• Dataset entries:
------------------------------

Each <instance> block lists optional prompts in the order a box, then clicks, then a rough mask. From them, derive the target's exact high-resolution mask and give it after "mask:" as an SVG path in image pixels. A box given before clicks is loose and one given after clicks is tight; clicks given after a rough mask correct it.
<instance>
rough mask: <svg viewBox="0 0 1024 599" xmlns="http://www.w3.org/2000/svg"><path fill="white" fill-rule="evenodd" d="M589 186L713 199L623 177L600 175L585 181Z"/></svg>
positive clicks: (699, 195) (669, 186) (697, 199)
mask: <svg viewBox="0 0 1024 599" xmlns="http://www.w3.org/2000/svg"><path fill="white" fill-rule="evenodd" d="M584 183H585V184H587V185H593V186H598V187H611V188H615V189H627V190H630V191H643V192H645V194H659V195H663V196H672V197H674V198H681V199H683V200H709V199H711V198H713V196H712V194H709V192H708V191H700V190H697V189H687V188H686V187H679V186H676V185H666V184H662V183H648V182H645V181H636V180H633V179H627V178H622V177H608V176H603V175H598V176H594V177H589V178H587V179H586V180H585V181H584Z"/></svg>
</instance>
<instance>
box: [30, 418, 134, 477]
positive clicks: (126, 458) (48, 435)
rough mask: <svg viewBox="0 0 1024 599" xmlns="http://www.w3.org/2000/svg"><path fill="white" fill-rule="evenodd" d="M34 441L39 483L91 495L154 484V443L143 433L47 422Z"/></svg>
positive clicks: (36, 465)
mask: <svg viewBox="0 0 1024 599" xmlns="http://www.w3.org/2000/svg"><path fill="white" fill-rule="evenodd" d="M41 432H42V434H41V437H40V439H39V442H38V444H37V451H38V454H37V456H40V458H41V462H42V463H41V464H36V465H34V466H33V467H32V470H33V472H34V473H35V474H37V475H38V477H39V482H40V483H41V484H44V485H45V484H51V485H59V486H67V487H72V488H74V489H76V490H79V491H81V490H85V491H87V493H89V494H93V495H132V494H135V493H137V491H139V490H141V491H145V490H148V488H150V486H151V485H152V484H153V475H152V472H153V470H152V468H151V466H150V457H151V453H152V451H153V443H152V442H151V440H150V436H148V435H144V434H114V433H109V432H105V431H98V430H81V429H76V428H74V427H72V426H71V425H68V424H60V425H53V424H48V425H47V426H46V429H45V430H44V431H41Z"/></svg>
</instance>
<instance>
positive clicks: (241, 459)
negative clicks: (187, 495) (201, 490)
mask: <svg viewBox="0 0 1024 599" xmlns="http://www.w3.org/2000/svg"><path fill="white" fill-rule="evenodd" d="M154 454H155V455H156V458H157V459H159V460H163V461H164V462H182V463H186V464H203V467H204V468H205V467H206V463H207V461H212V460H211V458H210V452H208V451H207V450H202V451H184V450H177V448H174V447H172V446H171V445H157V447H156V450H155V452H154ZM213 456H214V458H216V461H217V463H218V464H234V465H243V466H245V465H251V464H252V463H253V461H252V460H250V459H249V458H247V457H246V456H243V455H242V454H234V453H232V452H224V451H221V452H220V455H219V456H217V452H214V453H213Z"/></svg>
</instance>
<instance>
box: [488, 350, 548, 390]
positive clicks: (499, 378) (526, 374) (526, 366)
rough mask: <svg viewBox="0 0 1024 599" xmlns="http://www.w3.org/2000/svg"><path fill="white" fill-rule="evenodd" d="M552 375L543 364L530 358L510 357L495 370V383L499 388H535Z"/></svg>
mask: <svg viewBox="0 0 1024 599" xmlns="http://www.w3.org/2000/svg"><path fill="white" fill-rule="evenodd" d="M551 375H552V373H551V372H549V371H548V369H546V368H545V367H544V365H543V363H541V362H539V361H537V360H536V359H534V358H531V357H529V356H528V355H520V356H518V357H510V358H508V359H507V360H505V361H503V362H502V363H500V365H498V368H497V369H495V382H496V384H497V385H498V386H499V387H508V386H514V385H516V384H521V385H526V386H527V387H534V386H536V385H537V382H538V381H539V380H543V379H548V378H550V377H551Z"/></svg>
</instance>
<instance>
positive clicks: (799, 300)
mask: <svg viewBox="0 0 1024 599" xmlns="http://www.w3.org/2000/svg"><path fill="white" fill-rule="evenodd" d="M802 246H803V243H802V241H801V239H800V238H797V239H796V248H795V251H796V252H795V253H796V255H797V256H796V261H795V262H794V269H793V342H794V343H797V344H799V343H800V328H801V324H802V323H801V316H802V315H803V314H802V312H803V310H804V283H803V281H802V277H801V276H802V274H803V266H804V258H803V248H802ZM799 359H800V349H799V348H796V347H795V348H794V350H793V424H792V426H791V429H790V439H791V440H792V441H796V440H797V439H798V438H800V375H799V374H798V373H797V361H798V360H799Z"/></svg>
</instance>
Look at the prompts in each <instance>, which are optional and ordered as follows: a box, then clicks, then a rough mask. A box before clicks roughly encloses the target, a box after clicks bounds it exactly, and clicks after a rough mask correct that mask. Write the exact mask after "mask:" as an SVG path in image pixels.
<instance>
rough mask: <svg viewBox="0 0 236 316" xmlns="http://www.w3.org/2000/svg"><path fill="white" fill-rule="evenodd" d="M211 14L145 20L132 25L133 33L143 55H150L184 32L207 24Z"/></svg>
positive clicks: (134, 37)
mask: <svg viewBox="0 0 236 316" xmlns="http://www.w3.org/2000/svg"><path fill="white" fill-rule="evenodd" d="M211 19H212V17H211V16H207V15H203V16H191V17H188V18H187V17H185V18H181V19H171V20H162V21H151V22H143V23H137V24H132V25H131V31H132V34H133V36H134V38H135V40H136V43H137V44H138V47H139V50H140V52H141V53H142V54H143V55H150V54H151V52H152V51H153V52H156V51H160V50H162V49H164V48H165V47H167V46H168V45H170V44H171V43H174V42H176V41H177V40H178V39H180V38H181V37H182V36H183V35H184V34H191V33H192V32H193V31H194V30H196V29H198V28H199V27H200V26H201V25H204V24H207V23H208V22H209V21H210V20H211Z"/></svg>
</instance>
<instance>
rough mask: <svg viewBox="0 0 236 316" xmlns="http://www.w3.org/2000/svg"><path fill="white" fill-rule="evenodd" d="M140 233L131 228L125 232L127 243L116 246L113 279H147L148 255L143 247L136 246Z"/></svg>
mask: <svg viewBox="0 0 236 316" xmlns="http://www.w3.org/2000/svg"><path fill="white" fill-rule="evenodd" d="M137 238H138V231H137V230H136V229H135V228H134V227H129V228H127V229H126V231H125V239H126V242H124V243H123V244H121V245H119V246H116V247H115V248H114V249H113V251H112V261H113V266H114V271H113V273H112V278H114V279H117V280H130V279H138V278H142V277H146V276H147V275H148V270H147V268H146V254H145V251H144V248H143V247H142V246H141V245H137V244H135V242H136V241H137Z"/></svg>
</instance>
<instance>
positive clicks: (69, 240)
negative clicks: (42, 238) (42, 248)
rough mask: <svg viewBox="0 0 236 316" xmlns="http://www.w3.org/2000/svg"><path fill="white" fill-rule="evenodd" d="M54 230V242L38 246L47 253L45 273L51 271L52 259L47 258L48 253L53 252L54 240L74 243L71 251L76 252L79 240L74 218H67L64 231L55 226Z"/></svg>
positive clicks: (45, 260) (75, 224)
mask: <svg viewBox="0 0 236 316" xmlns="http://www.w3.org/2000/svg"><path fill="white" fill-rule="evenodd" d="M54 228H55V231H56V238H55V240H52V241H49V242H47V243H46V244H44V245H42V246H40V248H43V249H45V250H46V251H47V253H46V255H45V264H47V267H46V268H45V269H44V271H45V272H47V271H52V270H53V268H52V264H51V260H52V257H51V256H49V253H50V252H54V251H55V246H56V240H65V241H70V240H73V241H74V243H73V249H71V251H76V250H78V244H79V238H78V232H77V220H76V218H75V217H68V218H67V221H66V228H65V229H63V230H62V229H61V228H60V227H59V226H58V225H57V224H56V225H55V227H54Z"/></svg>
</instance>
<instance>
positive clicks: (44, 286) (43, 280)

------------------------------

• WHAT THE EXERCISE ASKS: Exact copies of the lines from the start of the data up to the line holding "441L39 483L91 495L154", both included, are all that is needed.

• ANSWER TO THIS PROBLEM:
Each <instance> block lists optional prompts in the order a box, then clicks, then a rough mask. From them, derive the target's exact high-resolution mask and give it after "mask:" as an SVG path in image pixels. A box given before clicks is loose and one given after clicks is tight; clicks given after a rough mask correct it.
<instance>
rough mask: <svg viewBox="0 0 1024 599" xmlns="http://www.w3.org/2000/svg"><path fill="white" fill-rule="evenodd" d="M589 186L713 199L623 177L600 175L585 181Z"/></svg>
positive clicks: (699, 195) (669, 186) (697, 199)
mask: <svg viewBox="0 0 1024 599" xmlns="http://www.w3.org/2000/svg"><path fill="white" fill-rule="evenodd" d="M584 183H585V184H587V185H593V186H598V187H611V188H615V189H627V190H630V191H643V192H645V194H659V195H663V196H672V197H674V198H681V199H683V200H709V199H711V198H713V196H712V194H709V192H708V191H700V190H697V189H687V188H686V187H679V186H676V185H666V184H662V183H648V182H645V181H636V180H633V179H627V178H622V177H608V176H603V175H598V176H594V177H589V178H587V179H586V180H585V181H584Z"/></svg>
</instance>
<instance>
box: [30, 418, 134, 477]
positive clicks: (126, 458) (48, 435)
rough mask: <svg viewBox="0 0 1024 599" xmlns="http://www.w3.org/2000/svg"><path fill="white" fill-rule="evenodd" d="M34 441L39 483L91 495L154 484V443L143 433L47 422Z"/></svg>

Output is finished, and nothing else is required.